■ **Entries taken from a collection**:
+++

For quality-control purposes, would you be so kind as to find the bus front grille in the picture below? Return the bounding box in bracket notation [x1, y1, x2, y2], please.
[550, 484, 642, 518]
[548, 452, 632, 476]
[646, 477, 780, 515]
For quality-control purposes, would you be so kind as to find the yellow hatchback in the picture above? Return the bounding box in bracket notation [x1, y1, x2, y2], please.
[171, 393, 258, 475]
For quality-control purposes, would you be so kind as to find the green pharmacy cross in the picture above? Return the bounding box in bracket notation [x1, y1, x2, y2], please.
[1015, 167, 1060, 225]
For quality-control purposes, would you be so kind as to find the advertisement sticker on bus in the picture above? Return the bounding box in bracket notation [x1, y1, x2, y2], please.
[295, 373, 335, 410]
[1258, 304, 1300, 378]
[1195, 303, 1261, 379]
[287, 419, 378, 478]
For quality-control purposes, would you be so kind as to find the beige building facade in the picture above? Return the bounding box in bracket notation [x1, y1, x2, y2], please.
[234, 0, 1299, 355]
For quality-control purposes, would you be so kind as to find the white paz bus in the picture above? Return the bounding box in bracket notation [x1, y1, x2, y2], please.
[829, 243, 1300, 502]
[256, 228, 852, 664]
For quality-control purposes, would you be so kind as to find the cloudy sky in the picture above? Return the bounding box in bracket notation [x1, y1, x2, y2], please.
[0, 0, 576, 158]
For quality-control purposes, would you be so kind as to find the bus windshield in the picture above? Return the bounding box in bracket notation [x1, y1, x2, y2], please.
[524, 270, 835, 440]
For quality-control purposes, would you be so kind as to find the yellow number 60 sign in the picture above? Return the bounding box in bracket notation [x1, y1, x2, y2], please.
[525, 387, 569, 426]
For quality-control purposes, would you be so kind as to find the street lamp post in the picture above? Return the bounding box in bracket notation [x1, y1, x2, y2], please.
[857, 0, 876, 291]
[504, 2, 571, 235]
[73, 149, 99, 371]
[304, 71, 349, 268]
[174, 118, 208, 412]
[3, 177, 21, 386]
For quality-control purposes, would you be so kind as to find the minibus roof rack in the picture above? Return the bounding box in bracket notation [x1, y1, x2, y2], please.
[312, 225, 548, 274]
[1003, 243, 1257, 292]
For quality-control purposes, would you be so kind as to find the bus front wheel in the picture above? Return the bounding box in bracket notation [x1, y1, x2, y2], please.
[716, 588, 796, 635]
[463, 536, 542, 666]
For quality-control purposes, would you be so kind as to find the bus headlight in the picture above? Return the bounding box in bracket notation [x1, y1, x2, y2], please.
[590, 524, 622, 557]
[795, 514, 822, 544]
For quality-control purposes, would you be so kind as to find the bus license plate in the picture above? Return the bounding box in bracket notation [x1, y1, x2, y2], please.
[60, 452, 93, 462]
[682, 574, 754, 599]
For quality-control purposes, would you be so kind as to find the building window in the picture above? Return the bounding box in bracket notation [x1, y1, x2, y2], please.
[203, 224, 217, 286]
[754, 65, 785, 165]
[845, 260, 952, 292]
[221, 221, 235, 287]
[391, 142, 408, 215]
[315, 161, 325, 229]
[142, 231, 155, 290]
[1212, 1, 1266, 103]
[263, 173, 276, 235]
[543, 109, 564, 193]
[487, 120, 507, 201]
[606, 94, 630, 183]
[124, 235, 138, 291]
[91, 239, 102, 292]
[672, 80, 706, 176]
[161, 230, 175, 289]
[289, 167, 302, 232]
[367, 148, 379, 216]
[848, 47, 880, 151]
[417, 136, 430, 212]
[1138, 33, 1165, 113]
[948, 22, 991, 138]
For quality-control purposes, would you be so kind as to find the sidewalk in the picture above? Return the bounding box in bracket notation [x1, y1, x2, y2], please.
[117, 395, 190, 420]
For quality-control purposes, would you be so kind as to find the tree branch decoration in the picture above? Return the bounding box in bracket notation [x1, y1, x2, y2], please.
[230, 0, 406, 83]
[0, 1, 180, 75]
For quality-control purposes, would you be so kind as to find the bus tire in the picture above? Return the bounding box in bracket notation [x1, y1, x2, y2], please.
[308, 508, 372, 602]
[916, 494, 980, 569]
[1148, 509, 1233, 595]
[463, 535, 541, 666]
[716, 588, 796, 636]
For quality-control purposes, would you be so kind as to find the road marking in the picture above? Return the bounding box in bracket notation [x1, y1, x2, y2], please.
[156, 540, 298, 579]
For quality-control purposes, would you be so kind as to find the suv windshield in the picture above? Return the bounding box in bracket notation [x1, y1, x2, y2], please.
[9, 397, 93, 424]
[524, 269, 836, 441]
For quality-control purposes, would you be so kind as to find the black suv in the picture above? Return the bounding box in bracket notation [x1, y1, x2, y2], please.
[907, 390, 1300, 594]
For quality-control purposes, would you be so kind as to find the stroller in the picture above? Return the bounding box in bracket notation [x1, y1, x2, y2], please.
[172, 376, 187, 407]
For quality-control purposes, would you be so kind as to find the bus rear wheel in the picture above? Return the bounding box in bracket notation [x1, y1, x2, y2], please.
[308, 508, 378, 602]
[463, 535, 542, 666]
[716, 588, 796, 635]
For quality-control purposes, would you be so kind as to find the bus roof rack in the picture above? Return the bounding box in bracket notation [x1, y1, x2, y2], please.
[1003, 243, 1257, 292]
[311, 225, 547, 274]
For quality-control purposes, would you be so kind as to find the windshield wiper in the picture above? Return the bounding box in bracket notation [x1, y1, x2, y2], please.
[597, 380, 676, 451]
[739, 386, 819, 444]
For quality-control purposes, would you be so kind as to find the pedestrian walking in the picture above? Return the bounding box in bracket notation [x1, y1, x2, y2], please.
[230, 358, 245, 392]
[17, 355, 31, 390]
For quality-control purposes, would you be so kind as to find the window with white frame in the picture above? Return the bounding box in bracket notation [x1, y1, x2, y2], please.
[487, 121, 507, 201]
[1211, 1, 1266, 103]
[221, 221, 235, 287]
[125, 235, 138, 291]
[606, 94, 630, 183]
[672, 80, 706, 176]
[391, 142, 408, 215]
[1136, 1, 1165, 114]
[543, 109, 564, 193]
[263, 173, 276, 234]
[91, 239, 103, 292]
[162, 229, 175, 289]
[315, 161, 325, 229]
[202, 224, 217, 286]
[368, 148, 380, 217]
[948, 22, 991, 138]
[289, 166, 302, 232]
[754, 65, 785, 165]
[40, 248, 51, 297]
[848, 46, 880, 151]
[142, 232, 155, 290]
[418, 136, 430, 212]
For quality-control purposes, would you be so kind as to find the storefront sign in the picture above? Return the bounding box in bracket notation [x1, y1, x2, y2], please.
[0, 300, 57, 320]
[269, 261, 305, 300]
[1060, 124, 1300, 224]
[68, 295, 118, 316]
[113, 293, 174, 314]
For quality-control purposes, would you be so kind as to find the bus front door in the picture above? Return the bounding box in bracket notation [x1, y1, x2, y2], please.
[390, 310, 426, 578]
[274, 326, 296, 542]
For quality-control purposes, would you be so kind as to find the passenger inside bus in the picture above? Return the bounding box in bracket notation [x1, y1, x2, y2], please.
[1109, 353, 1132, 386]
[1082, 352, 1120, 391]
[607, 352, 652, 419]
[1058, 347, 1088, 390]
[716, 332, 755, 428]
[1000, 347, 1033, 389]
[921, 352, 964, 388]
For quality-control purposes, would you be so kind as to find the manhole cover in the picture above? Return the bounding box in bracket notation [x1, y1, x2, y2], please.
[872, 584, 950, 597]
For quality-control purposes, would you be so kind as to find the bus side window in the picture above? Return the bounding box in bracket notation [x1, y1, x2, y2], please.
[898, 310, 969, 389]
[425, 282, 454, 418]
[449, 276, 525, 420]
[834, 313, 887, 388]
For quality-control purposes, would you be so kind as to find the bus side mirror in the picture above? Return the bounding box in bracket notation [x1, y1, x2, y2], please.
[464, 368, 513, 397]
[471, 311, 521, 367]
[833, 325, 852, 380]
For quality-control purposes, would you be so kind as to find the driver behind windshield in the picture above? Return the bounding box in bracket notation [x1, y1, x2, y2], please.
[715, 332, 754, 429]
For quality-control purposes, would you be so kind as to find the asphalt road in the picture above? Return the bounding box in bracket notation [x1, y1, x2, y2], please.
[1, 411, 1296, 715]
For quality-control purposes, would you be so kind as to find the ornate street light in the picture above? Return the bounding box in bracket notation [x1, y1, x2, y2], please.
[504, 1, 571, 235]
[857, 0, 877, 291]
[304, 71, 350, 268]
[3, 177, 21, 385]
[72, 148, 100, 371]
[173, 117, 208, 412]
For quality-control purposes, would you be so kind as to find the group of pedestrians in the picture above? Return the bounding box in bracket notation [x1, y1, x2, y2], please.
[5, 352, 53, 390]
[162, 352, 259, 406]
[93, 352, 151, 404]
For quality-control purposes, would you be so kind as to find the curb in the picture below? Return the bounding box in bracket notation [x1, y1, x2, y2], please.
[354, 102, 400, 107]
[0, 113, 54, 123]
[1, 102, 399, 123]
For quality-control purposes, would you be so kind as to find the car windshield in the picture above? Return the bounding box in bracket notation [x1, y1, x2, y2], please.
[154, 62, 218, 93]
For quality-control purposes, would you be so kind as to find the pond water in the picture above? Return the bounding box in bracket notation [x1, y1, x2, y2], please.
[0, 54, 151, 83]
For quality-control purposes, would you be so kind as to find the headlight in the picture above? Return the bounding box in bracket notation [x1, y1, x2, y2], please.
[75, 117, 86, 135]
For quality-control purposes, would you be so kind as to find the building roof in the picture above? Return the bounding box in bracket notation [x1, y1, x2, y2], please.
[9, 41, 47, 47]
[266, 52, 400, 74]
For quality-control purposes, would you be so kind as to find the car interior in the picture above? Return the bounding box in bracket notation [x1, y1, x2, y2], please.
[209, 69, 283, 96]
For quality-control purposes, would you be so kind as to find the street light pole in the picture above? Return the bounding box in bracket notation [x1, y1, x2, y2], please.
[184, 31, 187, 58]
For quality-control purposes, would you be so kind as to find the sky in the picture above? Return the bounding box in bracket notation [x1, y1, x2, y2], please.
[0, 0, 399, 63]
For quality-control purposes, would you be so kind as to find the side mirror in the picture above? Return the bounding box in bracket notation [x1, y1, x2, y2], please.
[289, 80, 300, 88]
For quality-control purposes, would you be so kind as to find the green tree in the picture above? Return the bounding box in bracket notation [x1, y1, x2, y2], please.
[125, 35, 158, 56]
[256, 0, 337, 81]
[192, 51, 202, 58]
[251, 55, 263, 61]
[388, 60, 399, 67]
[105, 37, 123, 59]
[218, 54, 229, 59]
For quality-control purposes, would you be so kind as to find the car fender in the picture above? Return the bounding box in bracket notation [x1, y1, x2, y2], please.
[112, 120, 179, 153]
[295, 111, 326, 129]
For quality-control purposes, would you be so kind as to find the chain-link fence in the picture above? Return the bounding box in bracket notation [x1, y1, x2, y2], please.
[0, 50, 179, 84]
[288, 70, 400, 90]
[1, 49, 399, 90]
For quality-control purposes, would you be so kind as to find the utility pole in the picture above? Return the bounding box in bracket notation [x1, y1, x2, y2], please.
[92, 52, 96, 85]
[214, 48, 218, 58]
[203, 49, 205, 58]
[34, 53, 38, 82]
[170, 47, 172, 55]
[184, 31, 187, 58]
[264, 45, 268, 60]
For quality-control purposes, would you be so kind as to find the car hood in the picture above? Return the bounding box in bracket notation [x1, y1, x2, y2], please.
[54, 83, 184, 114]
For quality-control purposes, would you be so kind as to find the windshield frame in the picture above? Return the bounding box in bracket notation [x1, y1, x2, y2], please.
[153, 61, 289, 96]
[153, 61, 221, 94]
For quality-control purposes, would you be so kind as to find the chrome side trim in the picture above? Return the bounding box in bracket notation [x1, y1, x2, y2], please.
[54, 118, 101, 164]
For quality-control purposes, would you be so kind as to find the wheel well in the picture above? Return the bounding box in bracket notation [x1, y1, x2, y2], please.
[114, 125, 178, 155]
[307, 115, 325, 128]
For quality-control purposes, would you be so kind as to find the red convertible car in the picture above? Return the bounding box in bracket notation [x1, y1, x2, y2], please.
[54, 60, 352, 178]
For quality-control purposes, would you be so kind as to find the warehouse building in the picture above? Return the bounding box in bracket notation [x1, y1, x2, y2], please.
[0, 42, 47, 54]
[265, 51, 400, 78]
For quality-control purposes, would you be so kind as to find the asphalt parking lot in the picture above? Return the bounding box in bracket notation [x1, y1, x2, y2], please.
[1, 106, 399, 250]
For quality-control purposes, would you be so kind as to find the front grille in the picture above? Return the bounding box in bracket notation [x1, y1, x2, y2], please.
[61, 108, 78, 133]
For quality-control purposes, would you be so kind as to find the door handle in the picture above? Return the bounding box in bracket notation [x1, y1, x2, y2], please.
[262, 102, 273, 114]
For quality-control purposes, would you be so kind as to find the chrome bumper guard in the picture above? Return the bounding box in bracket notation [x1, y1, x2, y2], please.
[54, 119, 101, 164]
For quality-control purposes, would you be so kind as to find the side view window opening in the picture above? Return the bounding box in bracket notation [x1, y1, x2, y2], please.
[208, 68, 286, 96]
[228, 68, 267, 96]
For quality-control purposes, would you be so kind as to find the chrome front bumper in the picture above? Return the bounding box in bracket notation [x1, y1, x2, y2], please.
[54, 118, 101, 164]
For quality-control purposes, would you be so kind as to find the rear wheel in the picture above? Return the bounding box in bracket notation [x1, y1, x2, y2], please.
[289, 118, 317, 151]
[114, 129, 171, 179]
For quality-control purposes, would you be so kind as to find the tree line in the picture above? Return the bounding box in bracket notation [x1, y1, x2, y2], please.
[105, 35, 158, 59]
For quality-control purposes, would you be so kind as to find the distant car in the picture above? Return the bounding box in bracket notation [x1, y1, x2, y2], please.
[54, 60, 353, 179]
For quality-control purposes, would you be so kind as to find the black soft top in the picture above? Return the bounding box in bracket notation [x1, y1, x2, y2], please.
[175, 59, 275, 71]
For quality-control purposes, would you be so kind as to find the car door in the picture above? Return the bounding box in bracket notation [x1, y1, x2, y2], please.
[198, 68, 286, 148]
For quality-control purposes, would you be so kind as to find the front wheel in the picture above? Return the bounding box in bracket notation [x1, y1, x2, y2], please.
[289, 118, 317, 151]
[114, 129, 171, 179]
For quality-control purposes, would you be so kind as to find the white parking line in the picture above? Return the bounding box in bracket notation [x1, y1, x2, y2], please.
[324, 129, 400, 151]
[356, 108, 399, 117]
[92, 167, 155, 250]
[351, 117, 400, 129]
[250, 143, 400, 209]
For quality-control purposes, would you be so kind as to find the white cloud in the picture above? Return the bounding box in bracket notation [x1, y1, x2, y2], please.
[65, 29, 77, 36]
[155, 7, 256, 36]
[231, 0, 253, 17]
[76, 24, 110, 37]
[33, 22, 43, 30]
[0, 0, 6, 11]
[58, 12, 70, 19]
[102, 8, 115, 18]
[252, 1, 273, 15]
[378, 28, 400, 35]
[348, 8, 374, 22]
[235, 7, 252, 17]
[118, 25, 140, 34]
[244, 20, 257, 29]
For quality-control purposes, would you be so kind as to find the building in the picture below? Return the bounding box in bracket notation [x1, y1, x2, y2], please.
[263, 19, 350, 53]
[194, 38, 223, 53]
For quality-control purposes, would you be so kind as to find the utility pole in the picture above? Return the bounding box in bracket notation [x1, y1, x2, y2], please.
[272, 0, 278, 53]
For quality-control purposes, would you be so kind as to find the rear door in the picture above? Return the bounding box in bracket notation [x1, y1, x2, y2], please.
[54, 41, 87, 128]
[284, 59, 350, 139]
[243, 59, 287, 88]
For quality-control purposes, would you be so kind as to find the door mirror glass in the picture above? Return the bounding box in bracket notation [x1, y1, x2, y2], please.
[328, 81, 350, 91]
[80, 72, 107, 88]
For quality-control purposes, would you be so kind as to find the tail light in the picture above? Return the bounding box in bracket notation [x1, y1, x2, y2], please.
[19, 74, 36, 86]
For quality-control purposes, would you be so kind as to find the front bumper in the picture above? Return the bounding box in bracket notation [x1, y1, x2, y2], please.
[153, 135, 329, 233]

+++

■ **What is needed**: From the line holding "the door mirror" to the last line of the data above, copy every line exactly and include nothing more.

■ **Exercise output**:
For quality-control purposes, would you be so kind as to find the door mirror glass in the picture above? Return the bounding box in bracket notation [x1, y1, x2, y2], please.
[328, 81, 350, 91]
[80, 72, 107, 88]
For quality-control purposes, would you be so kind as to find the tail light in the picture above? Return the bounding box in bracket notation [x1, y1, x2, y2], please.
[19, 74, 36, 86]
For quality-control purposes, would you be so kind as to find the front bumper in the picture above? Return the bounding box in bracket notation [x1, y1, x2, y2], please.
[153, 135, 329, 233]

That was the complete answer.